- [EXCERPT]:
-- start --
Not sure how useful 2) & 3) would actually be and seem a little out of scope of what LWJGL does and better suited to be part of the Java Runtime, even so its rare that such information will be needed by the users.

If you really do need that sort of fine grained information and want to optimise for certain processors you can use something like the following:

System.getenv("PROCESSOR_IDENTIFIER");
System.getenv("PROCESSOR_ARCHITECTURE");
System.getenv("PROCESSOR_ARCHITEW6432");
System.getenv("NUMBER_OF_PROCESSORS");

To identify the processor, should be easy from there to match up its spec and then optimise accordingly.

The problem with availableProcessors() is that it doesn’t differ between physical and logical cores. Personally I don’t think that’s a problem, but it could be useful to know how many physical cores the computer has.
-- end --
- [WORK TO COMPLETE]:
#1 According to the processor post, what is the problem with availableProcessors()?
#2 Return the stretch of the processor post from "Not sure how" through "by the users.".
#3 Write the next part of the processor post, starting after its final sentence.
The processor post is unrelated to the records.

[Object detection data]
-- start --
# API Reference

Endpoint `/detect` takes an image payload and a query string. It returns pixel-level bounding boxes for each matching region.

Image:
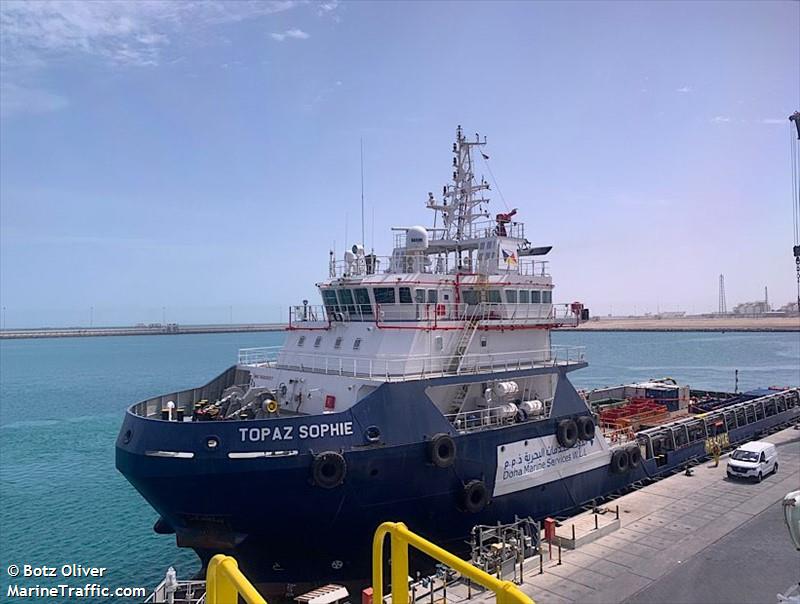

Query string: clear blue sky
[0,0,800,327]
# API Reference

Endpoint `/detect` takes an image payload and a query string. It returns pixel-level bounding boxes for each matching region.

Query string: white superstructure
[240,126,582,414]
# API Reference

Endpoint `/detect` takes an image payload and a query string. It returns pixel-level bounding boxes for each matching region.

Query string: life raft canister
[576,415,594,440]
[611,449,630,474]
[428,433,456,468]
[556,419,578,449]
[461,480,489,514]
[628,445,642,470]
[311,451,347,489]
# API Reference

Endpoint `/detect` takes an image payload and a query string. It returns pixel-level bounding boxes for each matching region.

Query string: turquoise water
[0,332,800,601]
-- end --
-- start --
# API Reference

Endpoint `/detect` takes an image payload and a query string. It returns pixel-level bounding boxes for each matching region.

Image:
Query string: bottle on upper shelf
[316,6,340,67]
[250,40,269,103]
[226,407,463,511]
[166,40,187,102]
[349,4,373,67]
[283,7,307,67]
-- end --
- [RESULTS IN ORDER]:
#1 It doesn't distinguish between physical and logical cores.

#2
Not sure how useful 2) & 3) would actually be and seem a little out of scope of what LWJGL does and better suited to be part of the Java Runtime, even so its rare that such information will be needed by the users.

#3
Yes: availableProcessors is the number of logical. Neither piece of information is very usable on its own. If you assume logical == physical and that isn’t the case then you’re likely to spawn too many and pay the very high cost of context switches over and over. If you assume physical == logical*magic_factor and logical == physical then you’re under utilizing.

Doing 2 & 3 in pure java possibly doable (depending on environment variables seems very fragile and non-portable) but is a real PITA as the code needs to be kept up to date with processors (I’m not even sure that you can get exact results with this information). On the CPU side this isn’t the case as the CPUID queries are fixed…one time development cost and you’re done forever. If these ‘kinds’ of queries were deemed reasonable for LWJGL to expose then it could make sense to use an overkill library (again one-time cost assuming the library is maintained) and to expose more features as deemed appropriate. Say thread affinities.

This really isn’t very much work. In my option it is in the spirit of LWJGL’s goals of provide user working in java the low-level functionality needed to write multimedia apps without resorting to native code.

Can you even get that info? I mean with virtualization, hyper threading etc does the number of “physical cores” even have a simple answer?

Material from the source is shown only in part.